- SHORT PROBLEM:
Copy the listing below word for word, leaving out the pictures.

- WORKING DATA:
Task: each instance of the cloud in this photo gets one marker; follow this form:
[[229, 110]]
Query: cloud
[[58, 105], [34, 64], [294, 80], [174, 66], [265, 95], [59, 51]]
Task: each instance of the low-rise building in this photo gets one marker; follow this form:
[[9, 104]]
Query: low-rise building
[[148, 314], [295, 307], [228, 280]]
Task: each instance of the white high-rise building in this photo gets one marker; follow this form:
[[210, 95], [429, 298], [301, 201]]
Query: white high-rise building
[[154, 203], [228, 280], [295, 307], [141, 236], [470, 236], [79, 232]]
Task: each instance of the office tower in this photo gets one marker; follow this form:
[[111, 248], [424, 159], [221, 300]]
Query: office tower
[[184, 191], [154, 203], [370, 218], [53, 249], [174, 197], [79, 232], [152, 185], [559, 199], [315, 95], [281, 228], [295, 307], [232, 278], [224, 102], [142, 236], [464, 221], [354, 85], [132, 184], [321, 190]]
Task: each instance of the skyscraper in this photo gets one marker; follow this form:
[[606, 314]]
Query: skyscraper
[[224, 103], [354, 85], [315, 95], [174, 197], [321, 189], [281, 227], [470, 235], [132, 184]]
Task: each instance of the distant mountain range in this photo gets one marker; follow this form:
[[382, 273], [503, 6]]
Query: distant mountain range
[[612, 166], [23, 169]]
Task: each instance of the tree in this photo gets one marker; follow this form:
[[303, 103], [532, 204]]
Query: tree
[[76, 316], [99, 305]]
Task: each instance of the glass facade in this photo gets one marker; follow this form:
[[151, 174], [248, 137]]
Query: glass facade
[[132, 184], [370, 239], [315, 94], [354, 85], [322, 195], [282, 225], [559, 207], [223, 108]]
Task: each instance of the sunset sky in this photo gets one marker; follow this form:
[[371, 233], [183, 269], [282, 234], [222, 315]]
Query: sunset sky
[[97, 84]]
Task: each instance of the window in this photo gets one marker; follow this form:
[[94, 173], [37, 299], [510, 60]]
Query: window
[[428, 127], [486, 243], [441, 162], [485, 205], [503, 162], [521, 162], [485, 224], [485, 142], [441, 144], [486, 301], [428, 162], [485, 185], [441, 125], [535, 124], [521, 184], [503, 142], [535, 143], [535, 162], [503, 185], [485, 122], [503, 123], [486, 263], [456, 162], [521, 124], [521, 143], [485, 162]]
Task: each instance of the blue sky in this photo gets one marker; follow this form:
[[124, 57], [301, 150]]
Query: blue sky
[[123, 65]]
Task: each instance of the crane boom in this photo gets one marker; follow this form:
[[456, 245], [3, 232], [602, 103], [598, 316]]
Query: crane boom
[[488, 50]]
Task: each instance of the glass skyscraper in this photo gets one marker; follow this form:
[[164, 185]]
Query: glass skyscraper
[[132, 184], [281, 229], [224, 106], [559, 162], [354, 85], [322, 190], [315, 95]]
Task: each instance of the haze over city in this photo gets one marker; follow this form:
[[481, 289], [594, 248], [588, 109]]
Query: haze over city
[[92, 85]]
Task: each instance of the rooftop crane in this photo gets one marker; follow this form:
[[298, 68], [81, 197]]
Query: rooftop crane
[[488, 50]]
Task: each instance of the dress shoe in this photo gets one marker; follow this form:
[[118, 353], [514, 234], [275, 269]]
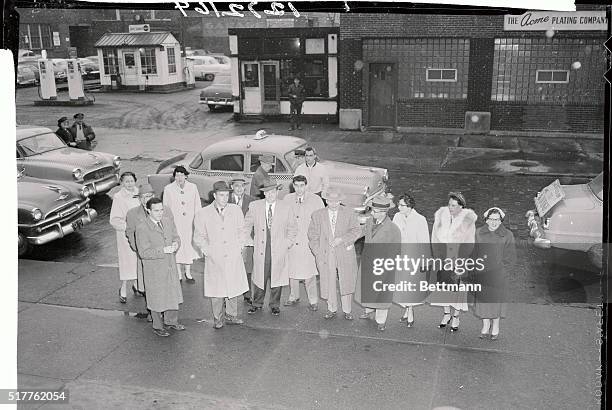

- EXPECTED ANSWER:
Task: each instance of the cloud in this photo gets one marker; follow this form:
[[229, 110]]
Query: cloud
[[58, 105], [34, 64], [294, 80], [174, 66], [265, 95], [59, 51]]
Task: each instance of the low-rise building in this photo gets one marker; follow this form:
[[9, 104]]
Query: low-rise building
[[148, 314], [295, 307], [228, 280]]
Task: each instance of the white high-rise building in this photo gets one marker; follow this form:
[[210, 95], [429, 298], [301, 201]]
Query: white high-rise building
[[154, 203], [228, 280], [295, 307], [141, 236], [470, 236], [79, 232]]
Task: each instance of the office tower in this photo gets one marker; follow this form:
[[111, 248], [424, 159], [221, 300]]
Query: office tower
[[184, 191], [154, 203], [370, 218], [53, 249], [174, 197], [79, 232], [152, 185], [559, 199], [315, 95], [281, 228], [295, 307], [232, 278], [224, 102], [142, 236], [464, 221], [354, 85], [132, 184], [321, 190]]
Task: each instance of the skyscraper in this photo gets one marker; follow this form:
[[606, 314]]
Query: skyscraper
[[224, 103], [354, 85], [315, 95], [174, 197], [321, 189], [281, 227], [470, 235], [132, 184]]
Task: each instance of the distant mountain range in this photo gets one marker; follow this form:
[[382, 273], [503, 6]]
Query: distant mountain range
[[612, 166], [23, 169]]
Task: each instance of the tree in this photo gets one marker; follow this form:
[[303, 103], [532, 204]]
Query: tree
[[76, 316], [99, 305]]
Task: each instance of the glass facade in this photo gets one marker; follow this form:
[[151, 174], [248, 137]]
Query: glass facade
[[132, 184], [370, 239], [315, 94], [354, 85], [322, 195], [282, 225], [559, 207], [223, 108]]
Task: each instance of the sunset sky in this photo gets one marker; follow this form:
[[371, 233], [183, 269], [282, 234], [222, 315]]
Query: sunset sky
[[97, 84]]
Task: each instance of the window in this photo gets one marker; follow this form:
[[94, 173], [37, 299], [510, 60]]
Query: window
[[428, 127], [486, 243], [441, 162], [485, 205], [503, 162], [521, 162], [485, 224], [485, 142], [441, 144], [486, 301], [428, 162], [485, 185], [441, 125], [535, 124], [521, 184], [503, 142], [535, 143], [535, 162], [503, 185], [485, 122], [503, 123], [486, 263], [456, 162], [521, 124], [521, 143], [485, 162]]
Task: each instance of the blue sky in this photo gets one marker; follow this form:
[[124, 57], [301, 150]]
Query: blue sky
[[123, 65]]
Task: each instance of the crane boom in this photo gets one marker; follow this form:
[[456, 245], [3, 232], [602, 103], [598, 316]]
Query: crane boom
[[488, 50]]
Task: each instance of the glass skyscraper in this photo gets one marker; follow this form:
[[164, 185]]
Query: glass skyscraper
[[132, 184], [281, 229], [224, 106], [559, 162], [354, 85], [322, 190], [315, 95]]
Task: each instance of the haze over city in this photo gets one marker; follow this form:
[[481, 289], [594, 248], [588, 109]]
Query: haze over city
[[92, 85]]
Task: each instance of the rooftop crane in this photo gets one marker; follow this form:
[[298, 68], [81, 197]]
Query: rooftop crane
[[488, 50]]
Task: each instance of the dress shoe in this photo gets one marker; follow this form:
[[118, 353], [514, 234], [275, 269]]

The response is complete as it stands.